SOURCE TEXT:
★ ★ ★ ★

JDRF’s Kady Helme’s Perspective on a Hybrid Closed-Loop System for Type 1 Diabetes
Over the last fifteen years I have tried nearly all the latest type 1 diabetes (T1D) technology, but even as recently as a year ago, I am not sure that I would imagine I’d be here holding a compact artificial pancreas (AP) in my hand, sitting in my apartment. It is designed to help people with T1D control their blood glucose by simulating a healthy pancreas and it is not (yet) available outside of a clinical setting. I am so happy to have my own AP device for the past three months and I might be able to keep it for up to two years. To learn more about my technological odyssey and the day I turned on my very own AP, click here to watch a brief video.

★ ★ ★ ★

RECORDS:
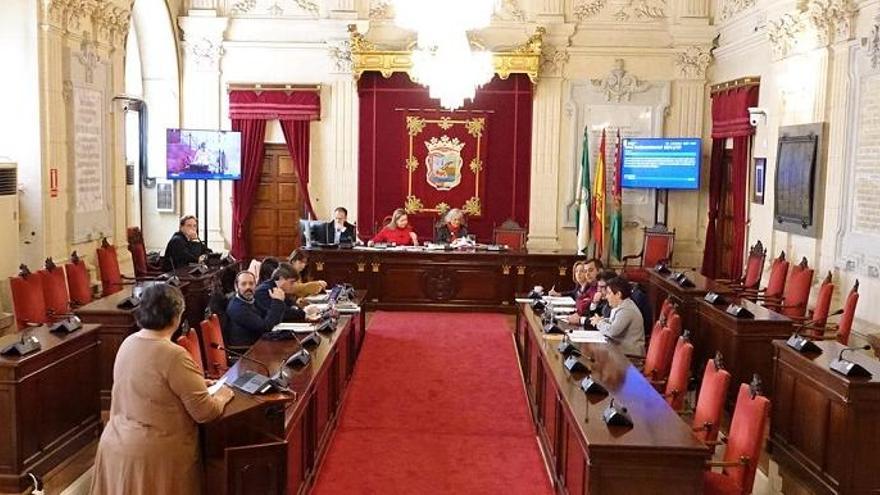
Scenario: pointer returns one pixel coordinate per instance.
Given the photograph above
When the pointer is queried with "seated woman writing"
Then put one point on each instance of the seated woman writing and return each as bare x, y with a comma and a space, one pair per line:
453, 227
397, 231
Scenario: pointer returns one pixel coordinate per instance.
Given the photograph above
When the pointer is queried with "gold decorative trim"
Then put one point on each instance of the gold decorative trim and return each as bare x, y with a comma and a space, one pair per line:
365, 56
416, 125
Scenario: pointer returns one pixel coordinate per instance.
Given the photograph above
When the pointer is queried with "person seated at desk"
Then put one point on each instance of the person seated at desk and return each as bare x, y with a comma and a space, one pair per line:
453, 227
299, 259
282, 278
625, 327
584, 274
184, 247
151, 442
246, 322
598, 305
337, 231
397, 231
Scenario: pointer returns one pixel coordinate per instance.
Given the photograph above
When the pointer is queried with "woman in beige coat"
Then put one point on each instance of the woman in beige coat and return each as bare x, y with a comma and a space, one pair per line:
150, 445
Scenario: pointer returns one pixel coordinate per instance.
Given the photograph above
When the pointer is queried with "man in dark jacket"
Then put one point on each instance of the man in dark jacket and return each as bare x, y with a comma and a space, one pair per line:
246, 322
284, 277
338, 231
185, 247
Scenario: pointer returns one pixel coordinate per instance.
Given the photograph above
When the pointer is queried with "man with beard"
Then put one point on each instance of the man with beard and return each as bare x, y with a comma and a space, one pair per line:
246, 322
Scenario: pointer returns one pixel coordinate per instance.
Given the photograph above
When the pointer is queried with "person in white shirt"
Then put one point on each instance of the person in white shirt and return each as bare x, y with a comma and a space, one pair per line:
625, 327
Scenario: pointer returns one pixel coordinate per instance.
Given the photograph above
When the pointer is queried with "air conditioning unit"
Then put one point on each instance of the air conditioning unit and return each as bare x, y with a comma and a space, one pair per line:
9, 249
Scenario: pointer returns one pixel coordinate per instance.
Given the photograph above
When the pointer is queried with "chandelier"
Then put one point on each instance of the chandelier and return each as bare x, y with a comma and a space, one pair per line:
443, 60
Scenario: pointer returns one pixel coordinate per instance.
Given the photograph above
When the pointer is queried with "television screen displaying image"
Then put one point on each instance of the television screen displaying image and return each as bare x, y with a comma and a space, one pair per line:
201, 154
661, 163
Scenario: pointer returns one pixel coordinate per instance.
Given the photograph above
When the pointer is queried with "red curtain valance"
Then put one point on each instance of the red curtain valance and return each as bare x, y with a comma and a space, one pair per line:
272, 105
730, 112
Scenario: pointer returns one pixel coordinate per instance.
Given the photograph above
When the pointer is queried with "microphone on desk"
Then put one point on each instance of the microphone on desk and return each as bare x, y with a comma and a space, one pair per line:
849, 368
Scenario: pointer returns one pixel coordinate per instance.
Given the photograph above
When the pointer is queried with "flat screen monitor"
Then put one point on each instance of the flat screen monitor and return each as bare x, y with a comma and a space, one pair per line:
661, 163
203, 154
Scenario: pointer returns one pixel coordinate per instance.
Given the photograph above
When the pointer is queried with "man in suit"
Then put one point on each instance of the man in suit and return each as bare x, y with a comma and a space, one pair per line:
185, 247
284, 277
245, 320
336, 231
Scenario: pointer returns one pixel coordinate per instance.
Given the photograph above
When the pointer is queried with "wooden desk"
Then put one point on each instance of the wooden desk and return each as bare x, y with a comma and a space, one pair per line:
443, 280
115, 325
49, 407
824, 425
273, 443
658, 455
661, 286
744, 342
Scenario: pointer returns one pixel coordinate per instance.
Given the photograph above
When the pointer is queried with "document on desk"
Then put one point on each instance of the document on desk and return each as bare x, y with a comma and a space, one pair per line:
295, 327
587, 336
216, 386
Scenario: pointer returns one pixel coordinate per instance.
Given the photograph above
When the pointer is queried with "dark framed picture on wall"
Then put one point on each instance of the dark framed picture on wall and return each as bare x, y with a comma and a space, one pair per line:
759, 172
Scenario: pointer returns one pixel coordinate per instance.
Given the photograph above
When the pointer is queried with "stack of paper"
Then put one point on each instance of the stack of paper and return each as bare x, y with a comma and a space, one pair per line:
295, 327
587, 336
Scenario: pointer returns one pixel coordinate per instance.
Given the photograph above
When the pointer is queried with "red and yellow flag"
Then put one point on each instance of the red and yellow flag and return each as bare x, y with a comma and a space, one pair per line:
599, 201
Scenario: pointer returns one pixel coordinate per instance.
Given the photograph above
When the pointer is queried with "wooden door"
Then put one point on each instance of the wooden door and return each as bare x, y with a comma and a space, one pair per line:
273, 228
726, 219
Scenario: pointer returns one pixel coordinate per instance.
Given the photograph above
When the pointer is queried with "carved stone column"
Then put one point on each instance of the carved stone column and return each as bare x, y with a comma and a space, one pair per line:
202, 93
546, 148
686, 120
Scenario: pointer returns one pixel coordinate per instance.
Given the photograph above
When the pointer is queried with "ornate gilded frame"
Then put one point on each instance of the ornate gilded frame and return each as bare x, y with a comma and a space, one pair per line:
414, 126
365, 56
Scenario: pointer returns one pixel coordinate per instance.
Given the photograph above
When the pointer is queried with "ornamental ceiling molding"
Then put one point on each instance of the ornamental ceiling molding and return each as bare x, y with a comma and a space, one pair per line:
553, 60
340, 53
619, 85
693, 62
202, 51
734, 7
871, 44
585, 9
523, 59
641, 10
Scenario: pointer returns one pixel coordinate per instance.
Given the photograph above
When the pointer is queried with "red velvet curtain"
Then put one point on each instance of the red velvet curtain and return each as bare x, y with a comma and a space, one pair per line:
253, 133
730, 119
296, 133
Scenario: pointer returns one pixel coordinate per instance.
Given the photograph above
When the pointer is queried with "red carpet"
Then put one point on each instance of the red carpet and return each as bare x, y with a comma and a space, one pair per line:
436, 406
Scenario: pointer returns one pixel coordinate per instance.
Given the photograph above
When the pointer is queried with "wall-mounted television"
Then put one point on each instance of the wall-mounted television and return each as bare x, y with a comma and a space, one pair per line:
202, 154
660, 163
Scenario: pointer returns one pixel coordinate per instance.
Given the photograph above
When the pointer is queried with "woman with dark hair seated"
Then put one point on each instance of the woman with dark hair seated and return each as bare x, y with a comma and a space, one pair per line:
625, 327
150, 444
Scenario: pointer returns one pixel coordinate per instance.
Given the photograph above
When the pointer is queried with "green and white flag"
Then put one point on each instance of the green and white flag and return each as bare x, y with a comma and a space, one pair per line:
582, 216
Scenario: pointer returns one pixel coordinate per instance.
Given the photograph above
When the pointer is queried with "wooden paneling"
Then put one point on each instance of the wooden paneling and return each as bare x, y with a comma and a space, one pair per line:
49, 404
659, 454
273, 225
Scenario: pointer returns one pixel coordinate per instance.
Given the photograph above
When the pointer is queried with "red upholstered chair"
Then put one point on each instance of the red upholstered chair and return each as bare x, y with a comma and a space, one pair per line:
743, 446
511, 234
79, 285
190, 342
776, 284
796, 293
142, 265
215, 359
842, 329
657, 358
657, 246
54, 290
676, 386
710, 401
28, 302
751, 279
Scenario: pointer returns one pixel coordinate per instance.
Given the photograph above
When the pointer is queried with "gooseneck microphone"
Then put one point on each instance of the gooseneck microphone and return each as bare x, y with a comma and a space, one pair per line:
855, 348
241, 356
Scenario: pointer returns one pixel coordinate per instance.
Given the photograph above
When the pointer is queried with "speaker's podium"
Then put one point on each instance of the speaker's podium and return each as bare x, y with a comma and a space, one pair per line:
273, 443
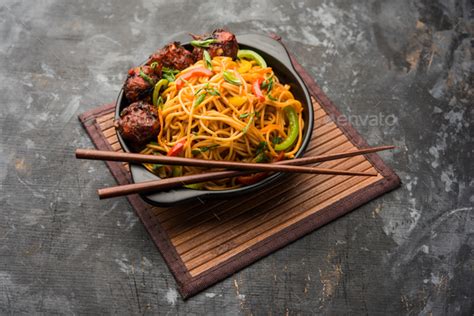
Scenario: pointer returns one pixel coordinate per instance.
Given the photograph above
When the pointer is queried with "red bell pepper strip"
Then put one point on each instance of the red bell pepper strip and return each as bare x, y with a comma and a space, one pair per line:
196, 72
254, 178
177, 148
257, 90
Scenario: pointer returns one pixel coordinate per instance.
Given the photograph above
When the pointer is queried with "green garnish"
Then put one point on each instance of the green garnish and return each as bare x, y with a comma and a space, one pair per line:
267, 84
204, 43
277, 140
231, 78
199, 99
213, 91
157, 99
168, 74
207, 59
202, 96
250, 54
250, 122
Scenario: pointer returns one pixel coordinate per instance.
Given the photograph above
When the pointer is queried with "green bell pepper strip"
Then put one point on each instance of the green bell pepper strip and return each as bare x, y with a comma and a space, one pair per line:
156, 90
250, 54
293, 129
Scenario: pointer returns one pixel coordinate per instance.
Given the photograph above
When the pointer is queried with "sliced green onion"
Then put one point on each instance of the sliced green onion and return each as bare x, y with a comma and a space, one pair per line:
204, 43
168, 74
271, 97
277, 140
245, 129
207, 59
231, 78
267, 84
293, 129
156, 91
199, 99
250, 54
213, 91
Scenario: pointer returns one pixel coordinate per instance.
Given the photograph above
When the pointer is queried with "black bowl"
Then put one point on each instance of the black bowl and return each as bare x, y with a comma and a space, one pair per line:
276, 57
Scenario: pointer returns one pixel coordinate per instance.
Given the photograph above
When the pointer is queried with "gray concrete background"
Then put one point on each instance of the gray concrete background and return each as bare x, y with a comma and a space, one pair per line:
409, 252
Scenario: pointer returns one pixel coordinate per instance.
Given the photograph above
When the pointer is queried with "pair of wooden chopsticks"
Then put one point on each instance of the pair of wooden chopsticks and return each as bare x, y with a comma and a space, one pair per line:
238, 168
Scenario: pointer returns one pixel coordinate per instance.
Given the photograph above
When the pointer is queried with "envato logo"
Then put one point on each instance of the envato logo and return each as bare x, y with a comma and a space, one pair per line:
366, 120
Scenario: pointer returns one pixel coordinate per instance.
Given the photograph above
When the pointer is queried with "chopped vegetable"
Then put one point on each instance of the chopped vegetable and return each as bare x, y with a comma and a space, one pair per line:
168, 74
250, 122
272, 97
250, 54
237, 100
257, 90
267, 84
277, 140
244, 67
207, 59
196, 72
177, 171
199, 99
204, 43
177, 148
231, 78
156, 91
293, 129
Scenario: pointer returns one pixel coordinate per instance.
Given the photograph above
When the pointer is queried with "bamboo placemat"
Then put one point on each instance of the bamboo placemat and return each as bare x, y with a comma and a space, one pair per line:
206, 241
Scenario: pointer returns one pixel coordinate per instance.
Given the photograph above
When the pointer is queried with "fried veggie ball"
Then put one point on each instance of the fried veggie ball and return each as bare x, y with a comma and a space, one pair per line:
138, 123
140, 82
173, 56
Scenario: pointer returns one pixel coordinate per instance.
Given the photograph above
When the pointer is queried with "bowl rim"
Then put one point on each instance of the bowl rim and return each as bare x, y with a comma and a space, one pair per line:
256, 42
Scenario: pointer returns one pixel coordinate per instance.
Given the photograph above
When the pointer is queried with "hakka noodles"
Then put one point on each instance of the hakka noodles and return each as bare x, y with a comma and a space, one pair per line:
215, 102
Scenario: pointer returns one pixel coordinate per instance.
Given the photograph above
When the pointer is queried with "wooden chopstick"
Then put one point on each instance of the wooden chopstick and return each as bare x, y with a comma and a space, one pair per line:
281, 166
169, 183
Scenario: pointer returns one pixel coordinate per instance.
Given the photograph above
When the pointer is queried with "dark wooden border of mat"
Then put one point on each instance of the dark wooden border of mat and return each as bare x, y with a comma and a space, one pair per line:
188, 285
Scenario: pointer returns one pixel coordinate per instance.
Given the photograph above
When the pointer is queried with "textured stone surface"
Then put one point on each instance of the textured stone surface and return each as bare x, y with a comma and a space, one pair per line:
400, 70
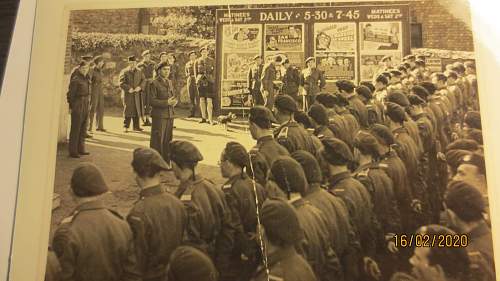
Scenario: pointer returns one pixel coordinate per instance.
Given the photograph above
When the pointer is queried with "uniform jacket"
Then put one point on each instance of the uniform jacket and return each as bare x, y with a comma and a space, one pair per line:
130, 78
316, 247
95, 244
285, 265
313, 80
294, 137
253, 77
158, 220
160, 91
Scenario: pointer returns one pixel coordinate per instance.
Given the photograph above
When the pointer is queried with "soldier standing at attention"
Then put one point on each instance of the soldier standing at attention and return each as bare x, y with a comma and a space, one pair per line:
94, 243
132, 81
204, 69
312, 80
148, 67
163, 101
78, 99
158, 219
254, 82
191, 83
267, 87
281, 231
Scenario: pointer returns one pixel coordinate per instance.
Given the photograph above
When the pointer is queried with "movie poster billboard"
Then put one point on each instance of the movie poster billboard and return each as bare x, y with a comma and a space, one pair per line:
284, 37
236, 65
371, 65
376, 36
242, 37
337, 65
340, 36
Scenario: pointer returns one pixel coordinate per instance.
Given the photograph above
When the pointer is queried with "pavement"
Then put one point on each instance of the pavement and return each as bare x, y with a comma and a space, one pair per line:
111, 151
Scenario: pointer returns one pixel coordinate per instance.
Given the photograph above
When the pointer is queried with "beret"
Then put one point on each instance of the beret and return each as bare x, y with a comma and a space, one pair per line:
184, 152
280, 221
364, 92
383, 134
473, 119
336, 152
318, 113
147, 158
87, 181
188, 263
310, 166
395, 112
398, 97
465, 201
289, 175
285, 103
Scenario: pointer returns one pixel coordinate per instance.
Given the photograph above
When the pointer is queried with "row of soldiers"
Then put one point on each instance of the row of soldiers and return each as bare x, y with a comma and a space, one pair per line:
320, 197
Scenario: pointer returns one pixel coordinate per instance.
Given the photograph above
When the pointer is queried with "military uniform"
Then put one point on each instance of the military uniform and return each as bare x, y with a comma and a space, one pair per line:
95, 244
78, 99
241, 200
313, 80
162, 115
158, 220
254, 83
269, 75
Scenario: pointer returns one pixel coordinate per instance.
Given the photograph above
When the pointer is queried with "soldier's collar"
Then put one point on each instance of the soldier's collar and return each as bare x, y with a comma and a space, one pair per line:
339, 177
152, 190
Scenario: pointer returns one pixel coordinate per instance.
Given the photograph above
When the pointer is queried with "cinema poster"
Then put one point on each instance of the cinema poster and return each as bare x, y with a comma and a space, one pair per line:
337, 65
340, 36
242, 37
284, 37
380, 36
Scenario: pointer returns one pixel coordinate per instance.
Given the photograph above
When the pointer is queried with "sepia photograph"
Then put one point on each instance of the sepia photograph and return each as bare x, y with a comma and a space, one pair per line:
322, 141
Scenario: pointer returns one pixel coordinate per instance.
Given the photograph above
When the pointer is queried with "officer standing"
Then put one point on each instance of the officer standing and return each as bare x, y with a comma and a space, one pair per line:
269, 75
158, 219
162, 101
290, 134
253, 80
191, 83
132, 83
316, 247
241, 196
204, 69
208, 226
281, 231
94, 243
312, 80
78, 99
149, 68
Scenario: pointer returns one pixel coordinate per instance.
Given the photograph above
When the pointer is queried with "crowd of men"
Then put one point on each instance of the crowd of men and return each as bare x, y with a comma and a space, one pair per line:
333, 180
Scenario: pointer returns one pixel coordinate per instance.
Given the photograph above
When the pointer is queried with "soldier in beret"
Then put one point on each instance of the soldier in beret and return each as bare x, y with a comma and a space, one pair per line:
316, 247
253, 80
208, 226
204, 71
241, 196
162, 100
281, 231
357, 199
191, 83
94, 243
345, 242
465, 211
78, 99
312, 80
158, 219
188, 264
132, 84
290, 134
346, 89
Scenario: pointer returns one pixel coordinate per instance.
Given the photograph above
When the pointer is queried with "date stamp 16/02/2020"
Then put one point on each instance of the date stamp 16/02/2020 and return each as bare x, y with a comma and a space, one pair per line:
431, 240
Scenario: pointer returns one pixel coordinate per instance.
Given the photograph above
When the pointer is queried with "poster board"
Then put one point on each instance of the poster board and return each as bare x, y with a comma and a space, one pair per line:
347, 41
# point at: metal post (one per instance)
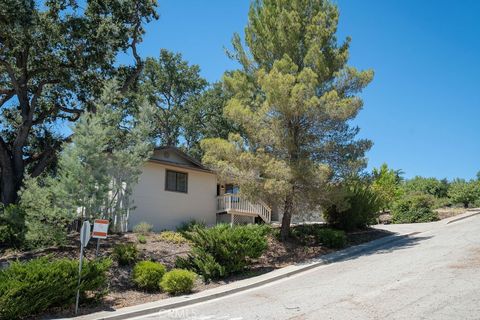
(98, 248)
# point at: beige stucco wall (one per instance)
(166, 209)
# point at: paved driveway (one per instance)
(432, 275)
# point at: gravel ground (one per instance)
(123, 293)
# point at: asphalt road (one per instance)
(431, 275)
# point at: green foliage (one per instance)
(46, 222)
(39, 284)
(191, 225)
(172, 237)
(431, 186)
(386, 185)
(331, 238)
(294, 98)
(141, 239)
(168, 83)
(104, 158)
(464, 192)
(223, 250)
(147, 275)
(12, 226)
(125, 254)
(204, 118)
(143, 228)
(69, 50)
(178, 281)
(414, 208)
(358, 208)
(309, 234)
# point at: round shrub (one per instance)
(172, 237)
(147, 275)
(223, 250)
(178, 281)
(125, 254)
(361, 210)
(331, 238)
(414, 208)
(28, 288)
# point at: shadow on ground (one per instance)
(395, 243)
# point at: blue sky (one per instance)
(422, 110)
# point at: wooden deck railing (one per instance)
(235, 204)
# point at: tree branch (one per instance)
(138, 60)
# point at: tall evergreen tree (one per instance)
(168, 83)
(294, 98)
(54, 59)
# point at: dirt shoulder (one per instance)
(123, 293)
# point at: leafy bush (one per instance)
(331, 238)
(431, 186)
(442, 203)
(147, 274)
(305, 234)
(46, 223)
(141, 239)
(362, 207)
(27, 288)
(125, 254)
(414, 208)
(172, 237)
(190, 226)
(223, 250)
(464, 192)
(143, 228)
(12, 226)
(310, 234)
(178, 281)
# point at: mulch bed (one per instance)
(123, 293)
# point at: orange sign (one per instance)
(100, 228)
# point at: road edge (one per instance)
(242, 285)
(466, 215)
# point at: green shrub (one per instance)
(172, 237)
(125, 254)
(361, 210)
(310, 234)
(178, 281)
(147, 275)
(442, 203)
(464, 192)
(143, 228)
(331, 238)
(189, 226)
(223, 250)
(305, 233)
(414, 208)
(141, 239)
(28, 288)
(12, 226)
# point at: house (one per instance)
(175, 188)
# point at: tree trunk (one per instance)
(9, 186)
(287, 217)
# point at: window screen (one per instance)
(176, 181)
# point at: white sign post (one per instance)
(100, 231)
(84, 238)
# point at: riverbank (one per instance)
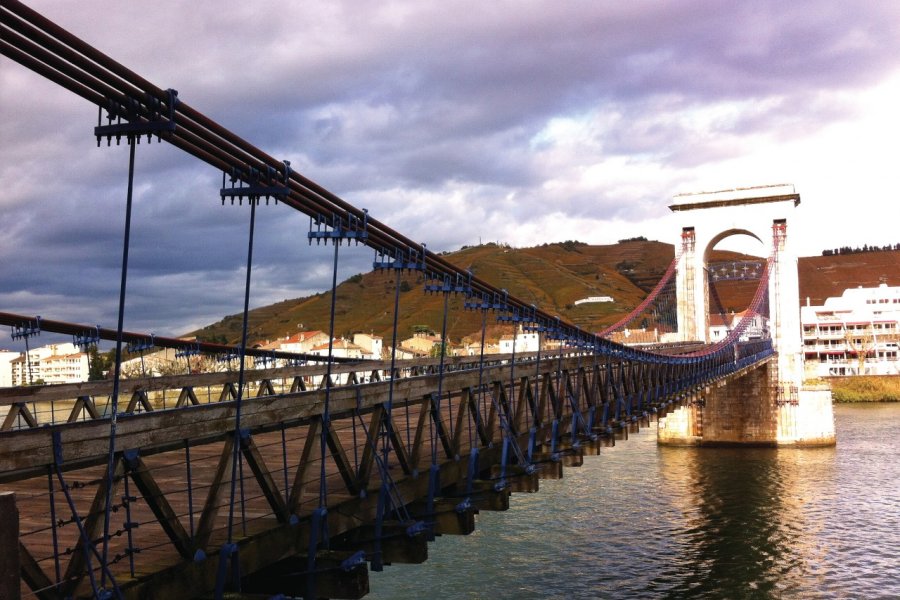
(882, 388)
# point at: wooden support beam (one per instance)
(214, 496)
(9, 547)
(289, 577)
(92, 523)
(156, 500)
(485, 496)
(548, 468)
(83, 403)
(16, 410)
(264, 478)
(304, 473)
(32, 574)
(138, 397)
(518, 479)
(187, 395)
(399, 545)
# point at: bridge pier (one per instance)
(750, 410)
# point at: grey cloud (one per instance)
(368, 98)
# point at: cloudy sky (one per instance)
(454, 122)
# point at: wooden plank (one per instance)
(264, 477)
(156, 500)
(9, 546)
(303, 475)
(220, 482)
(92, 523)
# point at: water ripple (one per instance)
(641, 521)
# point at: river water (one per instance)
(641, 521)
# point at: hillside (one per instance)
(552, 276)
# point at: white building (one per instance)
(721, 325)
(855, 334)
(523, 342)
(371, 344)
(53, 363)
(6, 358)
(593, 299)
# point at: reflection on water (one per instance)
(642, 521)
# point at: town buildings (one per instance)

★ ★ ★ ★

USING THE INFORMATION:
- A) Update the Kady Helme artificial pancreas text, beginning at the words "JDRF’s Kady Helme’s" and stopping after "a brief video.", with "house" in place of "apartment".
- B) Carry on the text about Kady Helme's artificial pancreas from its last sentence.

ANSWERS TO THE EXERCISE:
- A)
JDRF’s Kady Helme’s Perspective on a Hybrid Closed-Loop System for Type 1 Diabetes
Over the last fifteen years I have tried nearly all the latest type 1 diabetes (T1D) technology, but even as recently as a year ago, I am not sure that I would imagine I’d be here holding a compact artificial pancreas (AP) in my hand, sitting in my house. It is designed to help people with T1D control their blood glucose by simulating a healthy pancreas and it is not (yet) available outside of a clinical setting. I am so happy to have my own AP device for the past three months and I might be able to keep it for up to two years. To learn more about my technological odyssey and the day I turned on my very own AP, click here to watch a brief video.

- B)
I’m not a gadget geek as much as a person who wants to be in control of my diabetes. When I was ten years old, I remember my mom searching for a hospital that would prescribe an insulin pump to a child, and she found a great doctor at Yale University. Switching from long- and short-acting insulin shots to the pump gave me the freedom to eat whenever and whatever I wanted. It enabled me to be a more carefree child without such a rigid treatment schedule. At age 20, I added a continuous glucose monitor (CGM) that enables me to monitor my sugar levels in real time. Instead of checking my glucose levels 8 to 10 times a day, I would receive a glucose reading every 5 minutes nonstop. It was so liberating.
Today, the AP device combines the CGM and an insulin pump with an algorithm to better simulate a real pancreas. In 2007 and 2010, I knew we were getting close to a single device when I participated in two different closed-loop trials at Yale University. During the first trial I was trapped in a hospital, eating carefully carbohydrate-counted hospital food, surrounded by computers and doctors checking on me. The second version of that trial was conducted in a hotel in 2014 where the doctors were able to monitor me remotely, as well. It is super amazing that I was able to be here by myself in my apartment when I turned it on. I have heaps of support from my family and friends who call and text me after I post about it, but there’s not a clinician knocking on my bedroom door and no one directs me on what to do.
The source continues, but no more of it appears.